[Point localization data]
════
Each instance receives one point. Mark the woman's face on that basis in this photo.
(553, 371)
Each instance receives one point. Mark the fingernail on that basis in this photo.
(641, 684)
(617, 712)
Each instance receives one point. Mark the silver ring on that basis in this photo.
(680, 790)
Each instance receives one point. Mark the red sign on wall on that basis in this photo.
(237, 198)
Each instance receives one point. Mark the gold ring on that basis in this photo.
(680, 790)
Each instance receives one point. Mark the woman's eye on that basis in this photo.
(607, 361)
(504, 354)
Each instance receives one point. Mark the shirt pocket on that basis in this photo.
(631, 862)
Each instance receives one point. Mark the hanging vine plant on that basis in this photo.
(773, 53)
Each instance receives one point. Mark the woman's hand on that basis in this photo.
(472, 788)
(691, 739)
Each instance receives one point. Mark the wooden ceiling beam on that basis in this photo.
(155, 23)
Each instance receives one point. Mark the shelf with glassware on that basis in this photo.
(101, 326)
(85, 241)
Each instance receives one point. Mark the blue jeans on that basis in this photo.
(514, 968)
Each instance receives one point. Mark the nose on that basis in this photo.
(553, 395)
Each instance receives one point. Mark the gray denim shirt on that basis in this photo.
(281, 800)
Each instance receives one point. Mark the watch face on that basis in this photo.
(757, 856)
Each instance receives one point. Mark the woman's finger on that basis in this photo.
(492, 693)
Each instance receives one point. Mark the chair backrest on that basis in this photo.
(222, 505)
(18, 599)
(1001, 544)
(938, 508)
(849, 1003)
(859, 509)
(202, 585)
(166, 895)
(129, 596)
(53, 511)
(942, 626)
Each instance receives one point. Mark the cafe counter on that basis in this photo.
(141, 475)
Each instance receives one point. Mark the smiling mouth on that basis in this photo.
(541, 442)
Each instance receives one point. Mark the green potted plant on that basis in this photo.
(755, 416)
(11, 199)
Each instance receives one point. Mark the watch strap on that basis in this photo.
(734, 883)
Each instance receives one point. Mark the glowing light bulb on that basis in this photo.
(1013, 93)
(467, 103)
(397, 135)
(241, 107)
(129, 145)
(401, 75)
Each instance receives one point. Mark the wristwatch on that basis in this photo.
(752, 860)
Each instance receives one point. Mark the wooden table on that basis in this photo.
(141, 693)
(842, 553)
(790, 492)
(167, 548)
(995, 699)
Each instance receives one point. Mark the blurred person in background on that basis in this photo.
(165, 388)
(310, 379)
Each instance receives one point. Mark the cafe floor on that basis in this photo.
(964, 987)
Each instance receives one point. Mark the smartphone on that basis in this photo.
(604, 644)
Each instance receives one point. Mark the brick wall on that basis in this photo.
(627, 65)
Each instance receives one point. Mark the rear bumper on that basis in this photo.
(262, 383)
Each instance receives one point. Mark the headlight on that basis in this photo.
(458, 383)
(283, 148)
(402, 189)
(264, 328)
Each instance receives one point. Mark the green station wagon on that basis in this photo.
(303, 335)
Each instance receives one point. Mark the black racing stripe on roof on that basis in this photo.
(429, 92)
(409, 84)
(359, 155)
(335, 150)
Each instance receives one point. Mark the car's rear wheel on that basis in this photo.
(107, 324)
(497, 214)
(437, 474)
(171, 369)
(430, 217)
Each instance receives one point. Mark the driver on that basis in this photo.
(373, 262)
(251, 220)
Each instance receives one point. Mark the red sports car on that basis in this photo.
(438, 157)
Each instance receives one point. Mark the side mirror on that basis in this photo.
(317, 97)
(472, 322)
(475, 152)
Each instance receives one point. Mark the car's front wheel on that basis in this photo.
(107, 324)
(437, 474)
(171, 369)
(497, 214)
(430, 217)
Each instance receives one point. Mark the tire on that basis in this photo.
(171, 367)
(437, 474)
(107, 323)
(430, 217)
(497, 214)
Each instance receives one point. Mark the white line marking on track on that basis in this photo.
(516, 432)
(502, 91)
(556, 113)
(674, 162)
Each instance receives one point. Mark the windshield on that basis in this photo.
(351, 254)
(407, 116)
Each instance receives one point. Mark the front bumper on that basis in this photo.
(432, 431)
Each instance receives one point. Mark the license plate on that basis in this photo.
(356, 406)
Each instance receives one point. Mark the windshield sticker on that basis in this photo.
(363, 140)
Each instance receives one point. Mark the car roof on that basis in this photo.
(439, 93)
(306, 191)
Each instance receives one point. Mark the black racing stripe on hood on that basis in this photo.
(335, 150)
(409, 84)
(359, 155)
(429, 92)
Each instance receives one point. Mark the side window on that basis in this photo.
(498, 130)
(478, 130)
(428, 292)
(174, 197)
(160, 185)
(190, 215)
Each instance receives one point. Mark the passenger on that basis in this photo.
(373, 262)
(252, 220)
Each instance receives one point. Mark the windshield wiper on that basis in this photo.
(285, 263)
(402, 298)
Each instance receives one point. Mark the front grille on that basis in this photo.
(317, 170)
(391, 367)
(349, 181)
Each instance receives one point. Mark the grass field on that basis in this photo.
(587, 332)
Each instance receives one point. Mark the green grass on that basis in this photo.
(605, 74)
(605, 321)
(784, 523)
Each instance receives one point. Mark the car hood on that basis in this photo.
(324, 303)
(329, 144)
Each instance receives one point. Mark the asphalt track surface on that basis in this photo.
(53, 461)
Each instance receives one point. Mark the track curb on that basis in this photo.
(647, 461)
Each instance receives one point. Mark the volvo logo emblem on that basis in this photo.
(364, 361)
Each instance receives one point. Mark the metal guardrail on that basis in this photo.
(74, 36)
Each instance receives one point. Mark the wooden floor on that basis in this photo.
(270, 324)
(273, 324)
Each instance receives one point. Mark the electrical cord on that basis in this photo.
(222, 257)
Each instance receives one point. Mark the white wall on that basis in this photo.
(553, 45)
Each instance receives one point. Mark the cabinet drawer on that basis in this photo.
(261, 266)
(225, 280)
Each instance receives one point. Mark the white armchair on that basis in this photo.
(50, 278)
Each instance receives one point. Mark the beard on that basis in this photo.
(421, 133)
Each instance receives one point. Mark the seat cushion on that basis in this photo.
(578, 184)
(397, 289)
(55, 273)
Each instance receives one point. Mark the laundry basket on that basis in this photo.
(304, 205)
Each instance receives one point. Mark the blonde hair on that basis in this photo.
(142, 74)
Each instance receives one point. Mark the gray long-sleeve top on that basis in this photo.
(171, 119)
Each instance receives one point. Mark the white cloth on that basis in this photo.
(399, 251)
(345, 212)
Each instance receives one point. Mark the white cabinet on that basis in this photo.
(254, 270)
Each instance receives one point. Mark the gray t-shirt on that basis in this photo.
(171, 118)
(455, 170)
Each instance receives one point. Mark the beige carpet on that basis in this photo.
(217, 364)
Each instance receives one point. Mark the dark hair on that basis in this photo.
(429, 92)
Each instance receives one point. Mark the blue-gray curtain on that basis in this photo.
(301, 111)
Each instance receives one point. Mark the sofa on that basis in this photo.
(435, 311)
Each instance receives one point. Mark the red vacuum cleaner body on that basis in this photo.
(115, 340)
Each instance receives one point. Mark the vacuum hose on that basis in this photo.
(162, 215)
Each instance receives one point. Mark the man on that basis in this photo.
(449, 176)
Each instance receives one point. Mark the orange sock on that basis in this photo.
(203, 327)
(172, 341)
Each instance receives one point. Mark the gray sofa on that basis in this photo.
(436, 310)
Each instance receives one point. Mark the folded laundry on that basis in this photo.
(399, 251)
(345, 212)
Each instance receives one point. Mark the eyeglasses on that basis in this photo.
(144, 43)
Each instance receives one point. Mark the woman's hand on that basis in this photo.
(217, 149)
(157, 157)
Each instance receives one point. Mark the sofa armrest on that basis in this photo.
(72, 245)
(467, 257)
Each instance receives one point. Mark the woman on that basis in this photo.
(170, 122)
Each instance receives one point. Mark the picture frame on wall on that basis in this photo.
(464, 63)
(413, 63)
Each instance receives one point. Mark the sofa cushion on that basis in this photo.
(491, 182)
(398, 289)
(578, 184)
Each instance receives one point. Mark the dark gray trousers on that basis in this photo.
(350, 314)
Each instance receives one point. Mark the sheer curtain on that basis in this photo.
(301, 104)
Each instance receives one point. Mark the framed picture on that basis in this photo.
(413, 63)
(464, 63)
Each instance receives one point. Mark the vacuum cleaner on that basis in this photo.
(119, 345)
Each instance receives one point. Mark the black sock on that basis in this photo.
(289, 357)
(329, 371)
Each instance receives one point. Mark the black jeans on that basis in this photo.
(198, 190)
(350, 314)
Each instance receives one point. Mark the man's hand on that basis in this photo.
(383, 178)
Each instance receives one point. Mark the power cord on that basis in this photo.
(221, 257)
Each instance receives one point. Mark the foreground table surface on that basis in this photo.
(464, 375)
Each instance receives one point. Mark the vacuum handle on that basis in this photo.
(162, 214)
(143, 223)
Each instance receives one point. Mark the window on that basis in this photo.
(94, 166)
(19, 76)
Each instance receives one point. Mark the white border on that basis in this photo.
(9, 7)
════
→ **ACTIVITY**: Would you please set down the lines from the one with "Each instance receives one point. Mark the power" to the end of the data above, exactly and without any other lines?

→ **RESPONSE TO THIS EXERCISE**:
Each instance receives one point. Mark the power cord on that basis in this photo.
(221, 257)
Each instance receives one point. Mark the foreground table surface on that basis in this photo.
(464, 375)
Each instance receives one point. Mark the vacuum handle on that basis in this photo.
(162, 214)
(143, 223)
Each instance receives one point. Mark the window on that basis in this photo.
(94, 166)
(19, 76)
Each instance receives one point. Mark the white border on that basis in this photo.
(9, 7)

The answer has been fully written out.